## Given text:
=====

Pre-conditioning and dual constant composition dissolution kinetics of pulsed laser deposited hydroxyapatite thin films on silicon substrates

• Published in: Biomaterials Vol. 17; no. 6; pp. 631 - 637
• Main Authors: Tucker, B.E., Cottell, C.M., Auyeungt, R.C.Y., Spector, M., Nancollas, G.H.
• Format: Journal Article
• Language: English
• Published: Oxford Elsevier Ltd 01.03.1996; Elsevier Science
• Subjects: Biological and medical sciences; calcium phosphate; Calcium Phosphates - metabolism; dissolution; Hydrogen-Ion Concentration; Hydroxyapatite; Hydroxyapatites - chemistry; Hydroxyapatites - metabolism; Lasers; Medical sciences; prosthetics; pulsed laser deposition; Silicon - chemistry; Solubility; Surgery (general aspects). Transplantations, organ and tissue grafts. Graft diseases; Technology. Biomaterials. Equipments; Temperature; X-Ray Diffraction; Hydroxyapatite; calcium phosphate; pulsed laser deposition; prosthetics; dissolution; Biomaterial; Kinetics; Pulsed laser; Prosthesis
• ISSN: 0142-9612; 1878-5905
• DOI: 10.1016/0142-9612(96)88714-X

The kinetics of dissolution of pulsed laser deposited crystalline and amorphous thin films of hydroxyapatite on silicon substrates were measured at 37 °C and a pH value of 6.5 using the dual constant composition method. Solutions in which the pulsed laser deposited films were preconditioned (0.15 m NaCl) remained undersaturated or slightly supersaturated with respect to hydroxyapatite after equilibrium was reached, indicating only a very small coating release and the absence of re-precipitation on the surfaces. The amorphous films released more calcium and phosphate during pre-conditioning than the more crystalline films. Dual constant composition dissolution rates decreased as film crystallinity increased. The film with the lowest dissolution rate (approximately one sixth that of a crystalline film deposited using a hydroxyapatite powder target) was fabricated using a human tooth as the laser target. During pre-conditioning of plasma-sprayed coatings, more calcium and phosphate were released than for pulsed laser deposited films, and dual constant composition dissolution rates were much higher.

=====

## Recorded data:
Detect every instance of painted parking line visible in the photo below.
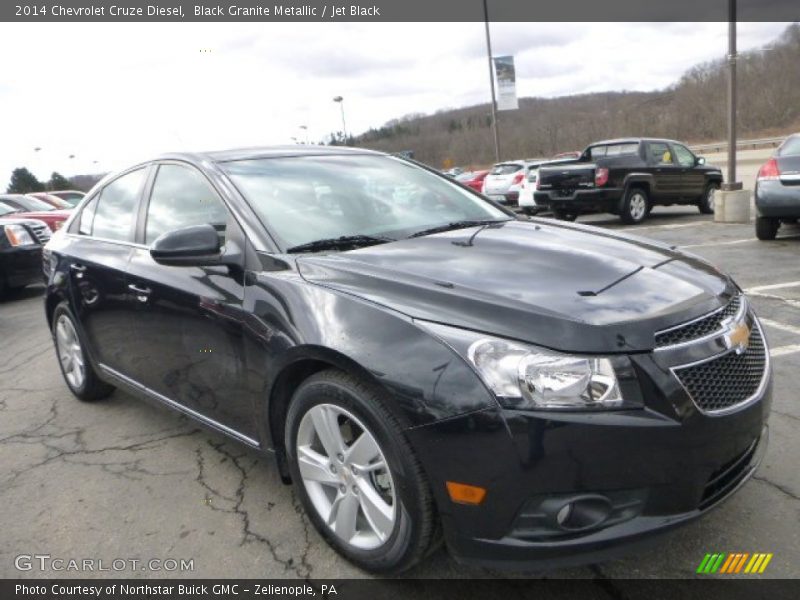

=====

Please copy the passage from the abstract on hydroxyapatite thin films word for word, starting at "Pre-conditioning and dual" and ending after "M., Nancollas, G.H.".

## Task output:
Pre-conditioning and dual constant composition dissolution kinetics of pulsed laser deposited hydroxyapatite thin films on silicon substrates

• Published in: Biomaterials Vol. 17; no. 6; pp. 631 - 637
• Main Authors: Tucker, B.E., Cottell, C.M., Auyeungt, R.C.Y., Spector, M., Nancollas, G.H.